Reproduce the records word for word, from their first line through the line containing "column 11, row 22", including both ends.

---

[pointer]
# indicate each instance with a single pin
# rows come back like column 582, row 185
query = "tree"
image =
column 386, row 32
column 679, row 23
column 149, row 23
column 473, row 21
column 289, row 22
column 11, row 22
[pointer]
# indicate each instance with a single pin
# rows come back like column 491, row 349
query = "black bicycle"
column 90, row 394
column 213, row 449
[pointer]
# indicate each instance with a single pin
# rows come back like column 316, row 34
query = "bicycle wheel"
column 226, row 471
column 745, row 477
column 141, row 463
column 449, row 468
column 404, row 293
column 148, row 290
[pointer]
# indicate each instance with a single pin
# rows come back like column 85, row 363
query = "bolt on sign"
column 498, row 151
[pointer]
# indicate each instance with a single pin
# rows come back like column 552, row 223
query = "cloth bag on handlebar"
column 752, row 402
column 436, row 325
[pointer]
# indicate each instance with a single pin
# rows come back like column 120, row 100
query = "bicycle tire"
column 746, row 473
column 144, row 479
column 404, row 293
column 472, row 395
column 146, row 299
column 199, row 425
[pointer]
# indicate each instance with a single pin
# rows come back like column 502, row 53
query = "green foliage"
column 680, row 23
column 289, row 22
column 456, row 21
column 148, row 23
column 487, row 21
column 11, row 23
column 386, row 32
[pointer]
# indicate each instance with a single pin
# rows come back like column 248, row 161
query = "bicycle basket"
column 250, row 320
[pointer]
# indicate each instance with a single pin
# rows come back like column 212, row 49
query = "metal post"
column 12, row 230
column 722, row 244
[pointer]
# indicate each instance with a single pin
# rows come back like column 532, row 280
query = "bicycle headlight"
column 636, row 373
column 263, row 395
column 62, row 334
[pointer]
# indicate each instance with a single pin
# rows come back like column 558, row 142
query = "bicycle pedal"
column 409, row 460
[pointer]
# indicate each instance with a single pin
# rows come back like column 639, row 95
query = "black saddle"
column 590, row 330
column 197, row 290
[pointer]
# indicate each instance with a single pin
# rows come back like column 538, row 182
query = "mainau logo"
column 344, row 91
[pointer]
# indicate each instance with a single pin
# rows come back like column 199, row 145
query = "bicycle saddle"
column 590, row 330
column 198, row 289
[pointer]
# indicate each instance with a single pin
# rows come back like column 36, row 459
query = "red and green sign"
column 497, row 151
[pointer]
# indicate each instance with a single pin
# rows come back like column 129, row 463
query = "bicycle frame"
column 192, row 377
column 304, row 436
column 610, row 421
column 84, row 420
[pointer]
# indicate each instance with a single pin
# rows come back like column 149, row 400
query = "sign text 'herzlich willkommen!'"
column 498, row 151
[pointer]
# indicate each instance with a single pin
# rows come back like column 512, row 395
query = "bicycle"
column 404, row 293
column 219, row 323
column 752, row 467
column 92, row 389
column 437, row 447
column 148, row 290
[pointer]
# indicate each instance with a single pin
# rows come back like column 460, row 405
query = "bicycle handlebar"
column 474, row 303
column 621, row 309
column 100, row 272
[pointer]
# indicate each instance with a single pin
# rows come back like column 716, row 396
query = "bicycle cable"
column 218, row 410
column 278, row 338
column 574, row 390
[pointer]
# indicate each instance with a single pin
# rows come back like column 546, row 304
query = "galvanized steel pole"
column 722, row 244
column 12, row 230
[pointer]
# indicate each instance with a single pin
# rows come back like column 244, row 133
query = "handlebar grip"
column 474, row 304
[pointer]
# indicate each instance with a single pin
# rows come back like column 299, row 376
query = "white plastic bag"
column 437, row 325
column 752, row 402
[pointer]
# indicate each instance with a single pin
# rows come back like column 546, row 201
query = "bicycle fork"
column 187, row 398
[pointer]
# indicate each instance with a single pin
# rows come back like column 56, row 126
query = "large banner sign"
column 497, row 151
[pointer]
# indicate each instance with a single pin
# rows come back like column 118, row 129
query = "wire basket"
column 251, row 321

---

**ANSWER TO THE PROBLEM:**
[pointer]
# indicate each instance with a single pin
# rows come back like column 582, row 185
query = "tree"
image =
column 386, row 32
column 679, row 23
column 149, row 23
column 473, row 21
column 289, row 22
column 11, row 22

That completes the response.